PROVIDED TEXT.
>> begin

I’m available for freelance work. Let’s talk »

Working with many git repos

Monday 12 October 2020

Some of my work on the Open edX team at edX requires working with the three dozen or so repos that form the backbone of the Open edX software. That often means doing the same thing to all of them (tagging, logs, etc).

To make it easier to work with a collection of repos, I have a shell function to run the same command on the git directories found under the current directory. It gets a little more complicated than that: I might have 100 repos in the current directory, but only the ones that have certain master branches should be included in an operation.

My function is called “gittreeif”: it takes a branch name and a command, and walks the current directory tree looking for git repos that have that branch. For each one, it executes the command:

$ gittreeif origin/juniper.master git status

I also define “gittree”, which runs on every repo regardless of its branches.

Here is the definition of gittreeif. Put it in your shell startup file (.bashrc, .zshrc, whatever):

# Run a command for every repo found somewhere beneath the current directory.

>> end

MATERIALS PROVIDED.
>> begin

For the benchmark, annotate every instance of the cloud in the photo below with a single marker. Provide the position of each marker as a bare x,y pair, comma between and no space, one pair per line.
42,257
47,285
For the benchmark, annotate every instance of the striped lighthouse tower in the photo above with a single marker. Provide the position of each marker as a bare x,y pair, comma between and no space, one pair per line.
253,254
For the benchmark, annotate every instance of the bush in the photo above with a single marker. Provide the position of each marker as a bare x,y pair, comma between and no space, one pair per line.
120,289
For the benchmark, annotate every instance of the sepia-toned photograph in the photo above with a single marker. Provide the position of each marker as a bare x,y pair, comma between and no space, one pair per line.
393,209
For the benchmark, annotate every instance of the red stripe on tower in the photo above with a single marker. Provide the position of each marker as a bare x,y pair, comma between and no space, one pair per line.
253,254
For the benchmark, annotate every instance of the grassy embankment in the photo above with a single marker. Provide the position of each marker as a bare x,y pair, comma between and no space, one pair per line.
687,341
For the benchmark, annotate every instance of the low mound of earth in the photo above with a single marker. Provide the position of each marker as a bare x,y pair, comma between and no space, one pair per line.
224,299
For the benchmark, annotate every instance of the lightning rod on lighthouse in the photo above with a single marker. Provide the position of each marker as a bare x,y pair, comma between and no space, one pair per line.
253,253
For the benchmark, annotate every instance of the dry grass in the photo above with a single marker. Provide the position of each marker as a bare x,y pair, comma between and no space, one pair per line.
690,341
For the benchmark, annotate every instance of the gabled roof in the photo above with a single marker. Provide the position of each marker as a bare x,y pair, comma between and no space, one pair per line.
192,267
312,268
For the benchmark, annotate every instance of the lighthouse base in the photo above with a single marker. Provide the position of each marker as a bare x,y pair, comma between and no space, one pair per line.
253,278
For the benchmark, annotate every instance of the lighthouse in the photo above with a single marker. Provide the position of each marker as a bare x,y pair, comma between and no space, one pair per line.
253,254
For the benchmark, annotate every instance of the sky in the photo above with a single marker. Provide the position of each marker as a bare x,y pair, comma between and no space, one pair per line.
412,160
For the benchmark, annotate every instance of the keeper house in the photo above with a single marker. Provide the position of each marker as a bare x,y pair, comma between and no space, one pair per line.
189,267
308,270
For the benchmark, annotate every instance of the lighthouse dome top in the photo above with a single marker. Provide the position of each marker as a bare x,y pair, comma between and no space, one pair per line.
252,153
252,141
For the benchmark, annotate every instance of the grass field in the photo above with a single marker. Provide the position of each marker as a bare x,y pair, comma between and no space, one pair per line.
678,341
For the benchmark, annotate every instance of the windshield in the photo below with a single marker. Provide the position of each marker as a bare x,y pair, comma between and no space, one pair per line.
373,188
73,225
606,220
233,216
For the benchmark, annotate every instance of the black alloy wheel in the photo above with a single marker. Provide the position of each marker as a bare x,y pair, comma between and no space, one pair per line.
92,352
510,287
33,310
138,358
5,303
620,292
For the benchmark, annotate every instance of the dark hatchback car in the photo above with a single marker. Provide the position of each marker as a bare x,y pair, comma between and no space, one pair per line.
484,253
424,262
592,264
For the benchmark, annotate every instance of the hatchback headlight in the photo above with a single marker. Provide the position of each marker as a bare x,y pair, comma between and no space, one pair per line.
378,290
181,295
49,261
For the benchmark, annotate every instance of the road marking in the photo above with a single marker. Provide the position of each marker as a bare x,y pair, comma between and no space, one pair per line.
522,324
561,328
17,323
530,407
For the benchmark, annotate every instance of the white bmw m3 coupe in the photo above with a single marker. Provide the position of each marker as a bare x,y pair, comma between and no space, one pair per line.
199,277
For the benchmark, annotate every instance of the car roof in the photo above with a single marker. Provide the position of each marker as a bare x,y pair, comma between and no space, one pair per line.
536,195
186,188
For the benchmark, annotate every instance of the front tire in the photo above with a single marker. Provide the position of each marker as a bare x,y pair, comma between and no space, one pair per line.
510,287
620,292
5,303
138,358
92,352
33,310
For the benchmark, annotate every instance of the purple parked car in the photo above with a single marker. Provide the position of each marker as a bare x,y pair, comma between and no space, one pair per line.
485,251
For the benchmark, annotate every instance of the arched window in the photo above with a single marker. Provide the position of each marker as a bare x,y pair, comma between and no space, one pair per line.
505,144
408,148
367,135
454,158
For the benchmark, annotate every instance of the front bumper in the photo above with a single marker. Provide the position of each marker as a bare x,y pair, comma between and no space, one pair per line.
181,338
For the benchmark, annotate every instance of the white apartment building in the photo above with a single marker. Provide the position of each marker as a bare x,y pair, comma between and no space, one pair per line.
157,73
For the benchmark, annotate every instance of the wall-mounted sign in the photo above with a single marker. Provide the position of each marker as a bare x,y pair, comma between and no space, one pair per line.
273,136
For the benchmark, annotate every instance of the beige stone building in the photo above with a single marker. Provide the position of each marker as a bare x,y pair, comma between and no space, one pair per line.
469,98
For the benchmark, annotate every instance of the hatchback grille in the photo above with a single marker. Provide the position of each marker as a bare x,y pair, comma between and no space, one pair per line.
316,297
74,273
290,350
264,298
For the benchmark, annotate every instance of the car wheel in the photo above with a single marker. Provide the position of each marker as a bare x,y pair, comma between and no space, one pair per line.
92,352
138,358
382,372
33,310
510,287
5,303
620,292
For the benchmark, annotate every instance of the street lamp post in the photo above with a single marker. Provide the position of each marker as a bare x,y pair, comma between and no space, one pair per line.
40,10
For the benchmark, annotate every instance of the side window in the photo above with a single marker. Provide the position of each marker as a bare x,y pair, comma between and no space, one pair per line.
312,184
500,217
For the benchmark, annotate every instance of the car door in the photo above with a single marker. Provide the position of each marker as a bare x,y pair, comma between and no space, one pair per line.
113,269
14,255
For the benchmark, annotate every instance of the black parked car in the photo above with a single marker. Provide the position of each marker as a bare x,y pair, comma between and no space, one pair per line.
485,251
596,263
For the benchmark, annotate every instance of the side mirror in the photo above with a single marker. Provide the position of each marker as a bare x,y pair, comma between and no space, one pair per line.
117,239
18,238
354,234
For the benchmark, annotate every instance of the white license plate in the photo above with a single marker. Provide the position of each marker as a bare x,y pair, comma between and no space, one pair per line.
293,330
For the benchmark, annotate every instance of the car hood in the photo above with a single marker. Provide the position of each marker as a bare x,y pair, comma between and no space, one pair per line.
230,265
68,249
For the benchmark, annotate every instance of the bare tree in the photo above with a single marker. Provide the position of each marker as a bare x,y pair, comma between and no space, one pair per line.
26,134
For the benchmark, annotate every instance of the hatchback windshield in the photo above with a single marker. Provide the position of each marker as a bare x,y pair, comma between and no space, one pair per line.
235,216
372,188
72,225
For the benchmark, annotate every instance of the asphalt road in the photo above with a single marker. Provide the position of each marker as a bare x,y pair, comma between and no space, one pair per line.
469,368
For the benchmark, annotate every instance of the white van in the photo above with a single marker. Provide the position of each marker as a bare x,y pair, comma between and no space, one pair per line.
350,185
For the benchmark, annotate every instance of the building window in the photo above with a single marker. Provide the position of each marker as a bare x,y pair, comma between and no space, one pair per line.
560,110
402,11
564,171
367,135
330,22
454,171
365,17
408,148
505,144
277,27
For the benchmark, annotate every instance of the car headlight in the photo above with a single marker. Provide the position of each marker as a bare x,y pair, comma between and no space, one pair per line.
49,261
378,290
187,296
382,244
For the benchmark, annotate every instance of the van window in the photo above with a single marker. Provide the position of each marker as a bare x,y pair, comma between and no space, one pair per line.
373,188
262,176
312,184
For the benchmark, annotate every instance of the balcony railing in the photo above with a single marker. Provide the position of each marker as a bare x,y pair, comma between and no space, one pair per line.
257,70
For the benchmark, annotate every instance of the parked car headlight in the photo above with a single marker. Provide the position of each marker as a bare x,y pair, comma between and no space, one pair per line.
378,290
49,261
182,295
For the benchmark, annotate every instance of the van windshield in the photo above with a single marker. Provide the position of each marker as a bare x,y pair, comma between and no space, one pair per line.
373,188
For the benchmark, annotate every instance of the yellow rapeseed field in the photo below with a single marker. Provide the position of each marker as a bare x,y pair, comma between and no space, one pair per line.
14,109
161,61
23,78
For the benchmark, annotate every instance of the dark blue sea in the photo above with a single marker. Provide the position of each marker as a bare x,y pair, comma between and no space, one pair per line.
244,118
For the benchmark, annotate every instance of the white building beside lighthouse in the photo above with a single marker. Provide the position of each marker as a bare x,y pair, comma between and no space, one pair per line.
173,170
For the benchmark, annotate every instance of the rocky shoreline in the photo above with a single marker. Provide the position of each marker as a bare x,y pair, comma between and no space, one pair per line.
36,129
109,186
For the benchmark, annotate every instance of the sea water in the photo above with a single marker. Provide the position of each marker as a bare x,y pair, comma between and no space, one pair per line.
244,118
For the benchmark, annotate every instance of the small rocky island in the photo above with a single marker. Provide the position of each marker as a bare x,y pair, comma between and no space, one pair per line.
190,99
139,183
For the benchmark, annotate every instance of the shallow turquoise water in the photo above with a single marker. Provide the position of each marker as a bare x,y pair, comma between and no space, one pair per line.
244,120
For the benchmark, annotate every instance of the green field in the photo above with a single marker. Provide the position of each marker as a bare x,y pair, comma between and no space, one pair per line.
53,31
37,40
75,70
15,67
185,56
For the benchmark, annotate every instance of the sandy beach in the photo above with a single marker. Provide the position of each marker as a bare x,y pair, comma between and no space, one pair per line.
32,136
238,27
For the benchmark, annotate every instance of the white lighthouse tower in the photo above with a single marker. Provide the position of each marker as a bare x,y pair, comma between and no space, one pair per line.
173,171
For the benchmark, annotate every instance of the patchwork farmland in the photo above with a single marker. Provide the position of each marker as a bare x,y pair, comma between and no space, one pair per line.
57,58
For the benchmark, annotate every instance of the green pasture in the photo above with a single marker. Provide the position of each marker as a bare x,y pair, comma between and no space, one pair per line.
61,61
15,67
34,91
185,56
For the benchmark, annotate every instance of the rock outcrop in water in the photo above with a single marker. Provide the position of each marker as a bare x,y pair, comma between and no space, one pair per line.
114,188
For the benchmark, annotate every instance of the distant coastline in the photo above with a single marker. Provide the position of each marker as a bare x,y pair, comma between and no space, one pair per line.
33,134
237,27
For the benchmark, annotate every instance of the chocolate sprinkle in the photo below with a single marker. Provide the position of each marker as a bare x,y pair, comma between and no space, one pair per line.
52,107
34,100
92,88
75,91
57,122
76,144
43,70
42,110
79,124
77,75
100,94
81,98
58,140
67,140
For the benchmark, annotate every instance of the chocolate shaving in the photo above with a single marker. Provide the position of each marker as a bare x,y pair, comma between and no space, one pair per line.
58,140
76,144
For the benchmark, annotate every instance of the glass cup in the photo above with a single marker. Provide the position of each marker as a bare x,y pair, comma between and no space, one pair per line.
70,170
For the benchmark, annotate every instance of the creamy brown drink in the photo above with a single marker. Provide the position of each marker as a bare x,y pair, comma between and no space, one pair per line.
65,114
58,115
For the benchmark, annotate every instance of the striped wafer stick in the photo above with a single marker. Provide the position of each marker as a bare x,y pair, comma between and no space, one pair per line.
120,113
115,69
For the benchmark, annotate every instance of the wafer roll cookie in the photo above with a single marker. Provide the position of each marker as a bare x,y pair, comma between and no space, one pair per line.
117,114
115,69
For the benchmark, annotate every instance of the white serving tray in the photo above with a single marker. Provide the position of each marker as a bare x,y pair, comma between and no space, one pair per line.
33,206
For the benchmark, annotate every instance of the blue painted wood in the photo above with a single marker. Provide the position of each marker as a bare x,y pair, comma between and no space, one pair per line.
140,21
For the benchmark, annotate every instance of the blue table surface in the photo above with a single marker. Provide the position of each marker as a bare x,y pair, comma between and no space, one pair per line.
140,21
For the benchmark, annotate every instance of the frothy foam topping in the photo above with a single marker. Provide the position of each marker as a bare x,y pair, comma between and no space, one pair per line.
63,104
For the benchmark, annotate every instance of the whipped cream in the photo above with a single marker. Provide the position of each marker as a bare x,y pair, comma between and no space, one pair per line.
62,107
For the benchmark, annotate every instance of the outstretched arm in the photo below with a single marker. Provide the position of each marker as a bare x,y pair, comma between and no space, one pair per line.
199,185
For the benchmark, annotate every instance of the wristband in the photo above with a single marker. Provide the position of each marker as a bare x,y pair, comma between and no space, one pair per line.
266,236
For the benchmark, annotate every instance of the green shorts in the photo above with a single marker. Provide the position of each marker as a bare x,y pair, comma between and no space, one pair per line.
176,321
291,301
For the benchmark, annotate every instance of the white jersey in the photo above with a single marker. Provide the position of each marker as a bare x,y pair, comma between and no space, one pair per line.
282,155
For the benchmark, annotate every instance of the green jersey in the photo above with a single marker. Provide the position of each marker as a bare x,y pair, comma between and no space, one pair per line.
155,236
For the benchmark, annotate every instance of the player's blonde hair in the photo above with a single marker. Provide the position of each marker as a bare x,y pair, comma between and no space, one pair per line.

>> end

CHALLENGES.
[1] List every line of the records that contains the string "hatchback", copying each line in full.
[2] Pick up the post on working with many git repos right after its final line and keep writing it.

OUTPUTS BY TASK.
[1]
For the benchmark, annotate every instance of the dark hatchback car in the photo above with a single marker. Provide the position of each marker as a bare x,y pair, comma between and no space, one pair per line.
For the benchmark, annotate every instance of the hatchback headlight in the photo above with a single marker. Provide the position of each marker as a bare x,y pair, comma between and no space, one pair per line.
For the benchmark, annotate every instance of the hatchback grille in the photo above with a single marker. Provide the position of each marker as a bare x,y pair, comma between and no space, one pair per line.
For the benchmark, annotate every instance of the hatchback windshield in the photo above with a single marker. Provide the position of each marker as a bare x,y pair, comma between and no space, one pair per line.

[2]
#
#   $ gittree git fetch --all --prune
#
# To only run commands in repos with a particular branch, use gittreeif:
#
#   $ gittreeif branch_name git fetch --all --prune
#
# If the command has subcommands that need to run in each directory, quote the
# entire command:
#
#   $ gittreeif origin/foo 'git log --format="%s" origin/foo ^$(git merge-base origin/master origin/foo)'
#
# The directory name is printed before each command.  Use -q to suppress this,
# or -r to show the origin remote url instead of the directory name.
#
#   $ gittreeif origin/foo -q git status
#
gittreeif() {
    local test_branch="$1"
    shift
    local show_dir=true show_repo=false
    if [[ $1 == -r ]]; then
        # -r means, show the remote url instead of the directory.
        shift
        local show_dir=false show_repo=true
    fi
    if [[ $1 == -q ]]; then
        # -q means, don't echo the separator line with the directory.
        shift
        local show_dir=false show_repo=false
    fi
    find . -name .git -type d -prune | while read d; do
        local d=$(dirname "$d")
        git -C "$d" rev-parse --verify -q "$test_branch" >& /dev/null || continue
        if [[ $show_dir == true ]]; then
            echo "---- $d ----"
        fi
        if [[ $show_repo == true ]]; then
            echo "----" $(git -C "$d" config --get remote.origin.url) "----"
        fi
        if [[ $# == 1 && $1 == *' ']]; then
            (cd "$d" && eval "$1")
        else
            (cd "$d" && "$@")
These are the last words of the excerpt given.